*TAREFA PROPOSTA 1*
Substitua "green crop field" por "cultivated field" nas linhas dos registros, começando na linha que contém "[outline] man's face, every instance" e parando depois da linha que contém "M0 226L5 483L172". Reproduza só essas linhas, sem nenhuma outra alteração.

*TRECHO CITADO*

****************************************

E não foram os únicos. No final de 2004, Neves e colaboradores publicaram um artigo na revista científica britânica World Archaeology em que apresentavam nove crânios encontrados em meados dos anos 1950 em Cerca Grande, um complexo de sete sítios pré-históricos situado na região de Lagoa Santa. Todas as ossadas ostentavam características afro-aborígines e idade estimada em cerca de 9 mil anos. Em outro trabalho, também dessa época, publicado no periódico norte-americano Current Research in the Pleistocene, o arqueólogo da USP analisou um crânio, igualmente de 9 mil anos e traços negroides, oriundo da Toca das Onças, um sítio rico em material pré-histórico localizado em Caatinga do Moura, na Bahia. A existência de uma ossada tão antiga associada a populações não mongoloides originárias de uma região distante de Lagoa Santa era mais um indício de que esse tipo físico esteve disseminado por outras partes do país durante algum momento da Pré-história. “Sua distribuição geográfica era mais ampla do que se pensava”, comentou Castor Cartelle, do Museu de Ciências Naturais da Pontifícia Universidade Católica de Minas Gerais (PUC/MG), coautor do artigo sobre o crânio de Toca das Onças, em entrevista concedida na época à Pesquisa FAPESP. “Talvez a presença de indivíduos do tipo negroide tenha ocorrido ao longo de toda a bacia do rio São Francisco, chegando até o Piauí.” Cartelle coordenou a equipe que encontrou o crânio humano de Toca das Onças numa expedição à região baiana no fim dos anos 1970.
Até no território paulista, durante muito tempo considerado um vazio arqueológico em termos de datações antigas, foi encontrado um crânio masculino parecido com Luzia, que recebeu o apelido de Luzio. Em abril de 2005, um artigo na revista norte-americana Journal of Human Evolution apresentou uma ossada de cerca de 10 mil anos, que fora resgatada seis anos antes em um sítio arqueológico denominado Capelinha I, na bacia do rio Jacupiranga, no Vale do Ribeira. Luzio foi um caçador-coletor que habitou um sambaqui fluvial no sul de São Paulo.
A ossada estava num sepultamento situado numa camada geológica bem superficial”, lembrou, em entrevista à Pesquisa FAPESP, o arqueólogo Levy Figuti, do Museu de Arqueologia e Etnologia (MAE) da USP, coordenador do projeto que encontrou o crânio. “Não pensávamos que ela fosse tão antiga.” Neves foi um dos coautores do artigo sobre Luzio.

****************************************

*REGISTROS DO EXERCÍCIO*
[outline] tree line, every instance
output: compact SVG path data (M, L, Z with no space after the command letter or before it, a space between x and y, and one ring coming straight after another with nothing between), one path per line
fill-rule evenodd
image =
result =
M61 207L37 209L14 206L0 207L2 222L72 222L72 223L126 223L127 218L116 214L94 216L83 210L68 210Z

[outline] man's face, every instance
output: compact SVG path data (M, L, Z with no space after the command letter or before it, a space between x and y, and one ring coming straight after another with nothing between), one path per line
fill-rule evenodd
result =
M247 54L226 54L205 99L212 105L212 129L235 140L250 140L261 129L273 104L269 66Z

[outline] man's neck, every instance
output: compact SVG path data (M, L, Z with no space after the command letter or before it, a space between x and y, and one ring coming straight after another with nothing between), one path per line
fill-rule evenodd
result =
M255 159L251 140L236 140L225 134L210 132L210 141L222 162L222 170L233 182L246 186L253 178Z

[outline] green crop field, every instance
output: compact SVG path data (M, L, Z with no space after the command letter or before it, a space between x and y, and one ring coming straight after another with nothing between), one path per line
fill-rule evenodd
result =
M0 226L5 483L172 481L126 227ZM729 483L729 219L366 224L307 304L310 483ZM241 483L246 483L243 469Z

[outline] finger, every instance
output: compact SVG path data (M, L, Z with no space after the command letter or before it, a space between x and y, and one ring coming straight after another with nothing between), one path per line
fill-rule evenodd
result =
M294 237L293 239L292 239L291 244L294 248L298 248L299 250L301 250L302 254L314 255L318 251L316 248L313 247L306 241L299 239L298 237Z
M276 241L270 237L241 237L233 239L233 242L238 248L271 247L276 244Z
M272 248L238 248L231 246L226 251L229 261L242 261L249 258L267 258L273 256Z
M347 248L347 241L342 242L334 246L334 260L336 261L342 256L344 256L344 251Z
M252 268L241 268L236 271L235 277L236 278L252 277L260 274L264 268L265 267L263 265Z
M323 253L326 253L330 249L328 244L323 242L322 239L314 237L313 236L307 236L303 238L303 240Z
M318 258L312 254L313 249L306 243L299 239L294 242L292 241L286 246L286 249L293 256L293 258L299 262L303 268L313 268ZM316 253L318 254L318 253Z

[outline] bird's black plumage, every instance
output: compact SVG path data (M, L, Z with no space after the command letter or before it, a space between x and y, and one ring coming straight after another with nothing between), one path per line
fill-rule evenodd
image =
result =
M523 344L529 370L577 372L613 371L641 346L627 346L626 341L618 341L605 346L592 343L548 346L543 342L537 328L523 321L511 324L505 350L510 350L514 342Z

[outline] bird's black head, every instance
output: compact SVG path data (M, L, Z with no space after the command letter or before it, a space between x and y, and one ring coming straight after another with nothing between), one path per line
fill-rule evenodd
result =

****************************************

*TAREFA PROPOSTA 2*
Transcreva do trecho sobre os crânios pré-históricos a parte que começa nas palavras "Até no território" e para depois de "artigo sobre Luzio.".

*SAÍDA CORRETA 1*
[outline] man's face, every instance
output: compact SVG path data (M, L, Z with no space after the command letter or before it, a space between x and y, and one ring coming straight after another with nothing between), one path per line
fill-rule evenodd
result =
M247 54L226 54L205 99L212 105L212 129L235 140L250 140L261 129L273 104L269 66Z

[outline] man's neck, every instance
output: compact SVG path data (M, L, Z with no space after the command letter or before it, a space between x and y, and one ring coming straight after another with nothing between), one path per line
fill-rule evenodd
result =
M255 159L251 140L236 140L225 134L210 132L210 141L222 162L222 170L233 182L246 186L253 178Z

[outline] cultivated field, every instance
output: compact SVG path data (M, L, Z with no space after the command letter or before it, a space between x and y, and one ring coming straight after another with nothing between), one path per line
fill-rule evenodd
result =
M0 226L5 483L172 481L126 227ZM729 483L729 219L366 224L307 304L310 483ZM241 483L246 483L243 469Z

*SAÍDA CORRETA 2*
Até no território paulista, durante muito tempo considerado um vazio arqueológico em termos de datações antigas, foi encontrado um crânio masculino parecido com Luzia, que recebeu o apelido de Luzio. Em abril de 2005, um artigo na revista norte-americana Journal of Human Evolution apresentou uma ossada de cerca de 10 mil anos, que fora resgatada seis anos antes em um sítio arqueológico denominado Capelinha I, na bacia do rio Jacupiranga, no Vale do Ribeira. Luzio foi um caçador-coletor que habitou um sambaqui fluvial no sul de São Paulo.
A ossada estava num sepultamento situado numa camada geológica bem superficial”, lembrou, em entrevista à Pesquisa FAPESP, o arqueólogo Levy Figuti, do Museu de Arqueologia e Etnologia (MAE) da USP, coordenador do projeto que encontrou o crânio. “Não pensávamos que ela fosse tão antiga.” Neves foi um dos coautores do artigo sobre Luzio.